== EXCERPT TO READ ==

In 2020 to 2021, we wrote a grant for the project. That was $62,000. The money was awarded by Pennsylvania Fish and Boat (Commission), the Riverlands Conservation (program) that is administered by the Lancaster Conservancy, and money from ARPA funds from the Lancaster County commissioners, which is administered by the Conservation District. We’re at the very tail end of putting that project together.

It’s an 85-page document. It’s the strategic vision of everything from recreational access improvements, sustainability of those improvements, best practices for environmental concerns, whether it be waste removal, habitat creation, bank stabilization, invasive species removal, et cetera.

Todd Roy. (Source: Provided)

OUL: Part of your project involves access points, (including) boat-ramp types of access points for the disabled. Can you explain that, and the difference between ADA (Americans with Disabilities Act) compliance and general disabled-access planning?

Roy: ADA, from my understanding, is a very specific set of construction guidelines. So many inches to reach a door handle, signage must be at a particular level of a particular format, particular visibility. All of these things are taken into consideration as holistically as possible: Every disability need that could be had in a public place. Wheelchair ramps, handicap parking, self-closing and opening doorways, that sort of thing. That’s ADA: it’s a very specific set of legal guidelines to meet that compliance.

What we’re looking at more is what is considered ‘universal design elements,’ where we take a look at how you get a wheelchair or a mobility device to the edge of the river for the purposes of recreation. We look at things like the degree of slope, and what are the construction materials that are used – We ask: is it a firm enough surface and is it a clean enough surface?

===
== STUDY MATERIAL ==

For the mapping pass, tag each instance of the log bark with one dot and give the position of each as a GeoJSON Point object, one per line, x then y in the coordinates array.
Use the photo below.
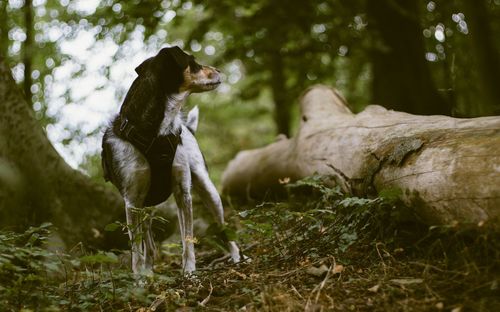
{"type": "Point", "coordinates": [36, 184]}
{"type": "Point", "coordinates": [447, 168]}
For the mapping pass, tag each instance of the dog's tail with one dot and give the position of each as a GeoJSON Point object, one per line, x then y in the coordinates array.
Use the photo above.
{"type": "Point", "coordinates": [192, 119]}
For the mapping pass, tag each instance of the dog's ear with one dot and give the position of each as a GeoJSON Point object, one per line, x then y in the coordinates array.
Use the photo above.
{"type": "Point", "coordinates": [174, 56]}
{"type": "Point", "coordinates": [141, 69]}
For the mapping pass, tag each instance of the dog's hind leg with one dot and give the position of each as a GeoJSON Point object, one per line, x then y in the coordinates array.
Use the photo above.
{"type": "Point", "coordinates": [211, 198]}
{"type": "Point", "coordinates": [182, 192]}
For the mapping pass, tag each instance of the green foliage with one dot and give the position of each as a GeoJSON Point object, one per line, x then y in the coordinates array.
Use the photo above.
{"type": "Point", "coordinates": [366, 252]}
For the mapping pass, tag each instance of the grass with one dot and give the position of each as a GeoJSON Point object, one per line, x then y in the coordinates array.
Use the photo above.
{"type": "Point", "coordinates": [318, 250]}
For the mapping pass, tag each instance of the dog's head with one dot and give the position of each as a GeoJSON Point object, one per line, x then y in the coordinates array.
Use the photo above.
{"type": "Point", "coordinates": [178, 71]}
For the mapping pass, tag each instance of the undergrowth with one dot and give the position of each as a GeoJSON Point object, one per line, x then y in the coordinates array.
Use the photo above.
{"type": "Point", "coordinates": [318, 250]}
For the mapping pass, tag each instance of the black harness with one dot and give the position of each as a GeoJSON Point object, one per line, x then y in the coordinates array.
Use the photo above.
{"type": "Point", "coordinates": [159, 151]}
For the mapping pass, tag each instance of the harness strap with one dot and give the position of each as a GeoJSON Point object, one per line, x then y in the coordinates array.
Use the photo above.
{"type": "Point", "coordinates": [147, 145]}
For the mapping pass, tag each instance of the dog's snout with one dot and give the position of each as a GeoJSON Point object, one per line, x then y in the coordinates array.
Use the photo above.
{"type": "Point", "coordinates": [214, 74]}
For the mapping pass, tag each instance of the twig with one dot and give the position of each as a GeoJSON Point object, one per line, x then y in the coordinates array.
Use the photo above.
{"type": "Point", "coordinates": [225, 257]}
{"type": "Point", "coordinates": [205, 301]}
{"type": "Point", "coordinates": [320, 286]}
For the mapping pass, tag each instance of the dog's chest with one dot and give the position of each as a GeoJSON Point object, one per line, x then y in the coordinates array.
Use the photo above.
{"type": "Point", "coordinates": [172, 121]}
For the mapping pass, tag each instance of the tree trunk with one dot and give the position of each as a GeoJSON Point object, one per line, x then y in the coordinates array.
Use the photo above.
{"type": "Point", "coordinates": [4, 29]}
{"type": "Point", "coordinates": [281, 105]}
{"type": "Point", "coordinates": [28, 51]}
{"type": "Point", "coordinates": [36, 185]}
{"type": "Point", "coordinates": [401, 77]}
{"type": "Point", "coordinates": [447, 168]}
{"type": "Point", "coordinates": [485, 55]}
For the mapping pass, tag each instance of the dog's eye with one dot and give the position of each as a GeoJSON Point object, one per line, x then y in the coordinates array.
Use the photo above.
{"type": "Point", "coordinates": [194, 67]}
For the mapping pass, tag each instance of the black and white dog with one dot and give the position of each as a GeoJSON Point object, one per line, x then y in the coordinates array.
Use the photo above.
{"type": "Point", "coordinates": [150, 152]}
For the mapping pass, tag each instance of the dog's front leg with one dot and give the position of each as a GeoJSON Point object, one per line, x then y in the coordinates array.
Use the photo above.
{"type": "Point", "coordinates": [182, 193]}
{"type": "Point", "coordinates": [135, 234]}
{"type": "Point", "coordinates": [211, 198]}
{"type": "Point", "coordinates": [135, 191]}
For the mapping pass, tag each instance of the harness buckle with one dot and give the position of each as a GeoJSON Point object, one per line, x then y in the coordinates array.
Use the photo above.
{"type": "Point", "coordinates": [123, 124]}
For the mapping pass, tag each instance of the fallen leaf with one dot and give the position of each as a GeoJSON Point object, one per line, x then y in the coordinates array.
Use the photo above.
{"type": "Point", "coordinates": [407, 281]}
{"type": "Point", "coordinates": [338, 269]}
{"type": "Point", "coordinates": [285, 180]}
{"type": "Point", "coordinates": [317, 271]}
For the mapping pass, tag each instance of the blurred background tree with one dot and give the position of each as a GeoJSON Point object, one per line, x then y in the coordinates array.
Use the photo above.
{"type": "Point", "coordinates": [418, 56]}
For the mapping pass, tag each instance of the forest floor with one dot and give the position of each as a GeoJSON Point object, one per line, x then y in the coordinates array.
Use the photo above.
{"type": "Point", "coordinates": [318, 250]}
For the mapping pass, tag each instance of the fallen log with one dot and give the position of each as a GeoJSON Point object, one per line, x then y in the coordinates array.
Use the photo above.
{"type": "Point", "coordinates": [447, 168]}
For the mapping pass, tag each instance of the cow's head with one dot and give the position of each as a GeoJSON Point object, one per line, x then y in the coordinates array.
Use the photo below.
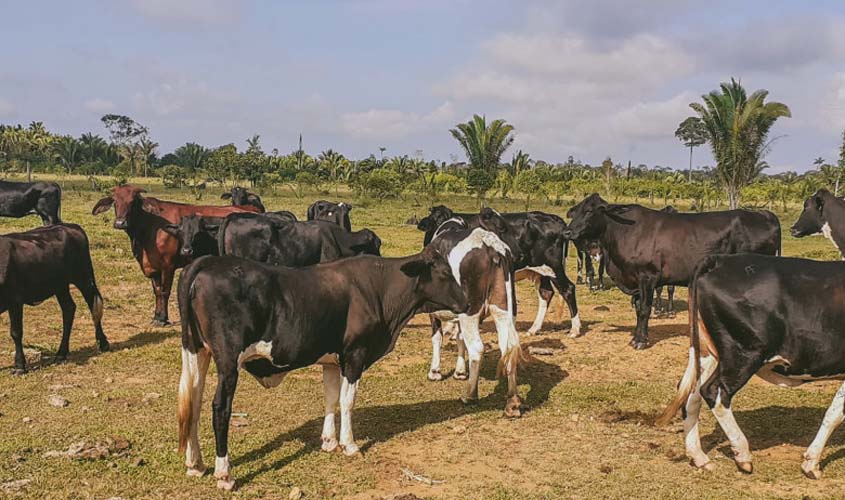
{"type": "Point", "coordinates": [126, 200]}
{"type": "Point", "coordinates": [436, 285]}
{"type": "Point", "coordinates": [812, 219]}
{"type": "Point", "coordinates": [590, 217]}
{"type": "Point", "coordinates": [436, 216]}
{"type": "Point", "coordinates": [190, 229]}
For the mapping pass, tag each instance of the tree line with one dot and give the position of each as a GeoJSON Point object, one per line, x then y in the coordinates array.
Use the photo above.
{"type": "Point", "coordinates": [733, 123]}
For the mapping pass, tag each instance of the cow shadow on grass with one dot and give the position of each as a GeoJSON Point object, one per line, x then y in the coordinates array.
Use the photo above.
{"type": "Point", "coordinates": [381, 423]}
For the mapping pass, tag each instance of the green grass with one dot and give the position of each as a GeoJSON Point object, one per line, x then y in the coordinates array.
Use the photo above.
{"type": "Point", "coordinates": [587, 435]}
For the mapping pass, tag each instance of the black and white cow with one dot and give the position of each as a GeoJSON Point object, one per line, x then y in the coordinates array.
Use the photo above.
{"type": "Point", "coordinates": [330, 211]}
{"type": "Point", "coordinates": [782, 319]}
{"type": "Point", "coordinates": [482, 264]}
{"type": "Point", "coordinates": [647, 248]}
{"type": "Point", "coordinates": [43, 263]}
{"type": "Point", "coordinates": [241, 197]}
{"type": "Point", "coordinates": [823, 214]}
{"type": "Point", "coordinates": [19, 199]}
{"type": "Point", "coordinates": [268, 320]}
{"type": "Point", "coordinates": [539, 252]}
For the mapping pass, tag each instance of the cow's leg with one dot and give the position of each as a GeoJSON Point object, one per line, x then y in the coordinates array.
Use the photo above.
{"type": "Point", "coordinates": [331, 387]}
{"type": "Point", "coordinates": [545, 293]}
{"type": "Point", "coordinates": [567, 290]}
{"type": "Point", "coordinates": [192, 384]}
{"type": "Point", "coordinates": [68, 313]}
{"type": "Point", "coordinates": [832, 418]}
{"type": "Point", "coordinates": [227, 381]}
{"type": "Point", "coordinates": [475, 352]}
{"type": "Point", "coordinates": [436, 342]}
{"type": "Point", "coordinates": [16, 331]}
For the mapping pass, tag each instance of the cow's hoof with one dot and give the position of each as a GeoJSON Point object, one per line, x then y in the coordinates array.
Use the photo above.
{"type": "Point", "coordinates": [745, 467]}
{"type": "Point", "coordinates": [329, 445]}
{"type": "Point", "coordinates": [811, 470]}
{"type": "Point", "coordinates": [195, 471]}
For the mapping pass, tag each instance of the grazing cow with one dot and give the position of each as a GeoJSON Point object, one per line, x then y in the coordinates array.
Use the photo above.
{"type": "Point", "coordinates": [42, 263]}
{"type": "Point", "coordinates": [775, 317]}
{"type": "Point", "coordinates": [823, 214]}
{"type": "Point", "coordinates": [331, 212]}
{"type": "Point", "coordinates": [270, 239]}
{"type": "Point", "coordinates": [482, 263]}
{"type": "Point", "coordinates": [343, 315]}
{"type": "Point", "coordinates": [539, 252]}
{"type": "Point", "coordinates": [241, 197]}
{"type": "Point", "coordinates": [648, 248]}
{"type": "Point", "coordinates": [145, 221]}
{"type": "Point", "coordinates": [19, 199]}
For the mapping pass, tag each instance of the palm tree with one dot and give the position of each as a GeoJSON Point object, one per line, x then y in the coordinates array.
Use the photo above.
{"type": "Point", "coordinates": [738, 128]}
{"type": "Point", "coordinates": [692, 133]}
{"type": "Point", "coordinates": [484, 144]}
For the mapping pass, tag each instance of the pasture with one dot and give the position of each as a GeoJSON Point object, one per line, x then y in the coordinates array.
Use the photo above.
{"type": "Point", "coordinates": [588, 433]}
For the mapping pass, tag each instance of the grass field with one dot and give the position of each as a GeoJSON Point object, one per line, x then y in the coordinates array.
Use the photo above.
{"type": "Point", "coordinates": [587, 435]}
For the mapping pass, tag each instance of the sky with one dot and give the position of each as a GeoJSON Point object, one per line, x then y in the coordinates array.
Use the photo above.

===

- [EXERCISE PROMPT]:
Please give the amount of the grant written for the project in 2020 to 2021, according to the interview excerpt above.

- [RESPONSE TO THE EXERCISE]:
$62,000